Selected text.
==================================================

During that year I heard perhaps the best living scholar on Martin Luther, Heiko Oberman, talk about the unique contributions and innovations of Luther. Lutheran or not, we stand here still speaking, if not his language, at least his vocabulary.
Oberman said that Luther was the first medieval person to realize that the Devil does not bother tempting bad, immoral people - they are already his! - but the Devil goes after the saints and other good folk with a vengeance. The perception of that day, and perhaps still ours as well, is that bad, sin-full people are the ones tortured and tempted by the Devil. Good Christians are above all this furor and sail blissfully through the travails of this life.
Young Martin thought this was the way it was supposed to work, yet try as he might to be righteous and holy and Christian, he was still afflicted with doubts - No, afflicted with certainties - that he was damned and lost, that God hated him.
Then he got the point, justified by faith and all that. But even more he knew it worked the other way around - the righteous were the ones continually tempted and afflicted by evil, precisely because they were good and knew the real difference. The demons knew them by name.
Three short vignettes are run by us today. A day in the life right at the very beginning of the ministry of Jesus. No big happenings, but not really an average day either.

==================================================

Given information.
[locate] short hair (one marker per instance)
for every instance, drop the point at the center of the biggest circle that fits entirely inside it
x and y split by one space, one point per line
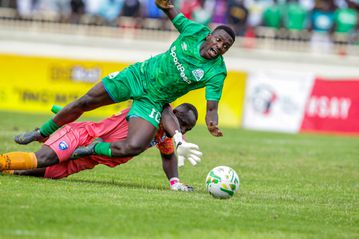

==================================================

Requirements.
- a) In the excerpt on Martin Luther, whom does Oberman say the Devil goes after?
- b) List everything the excerpt on Martin Luther says young Martin tried to be.

Task-by-task results.
- a) The saints and other good folk.

- b) Righteous, holy, Christian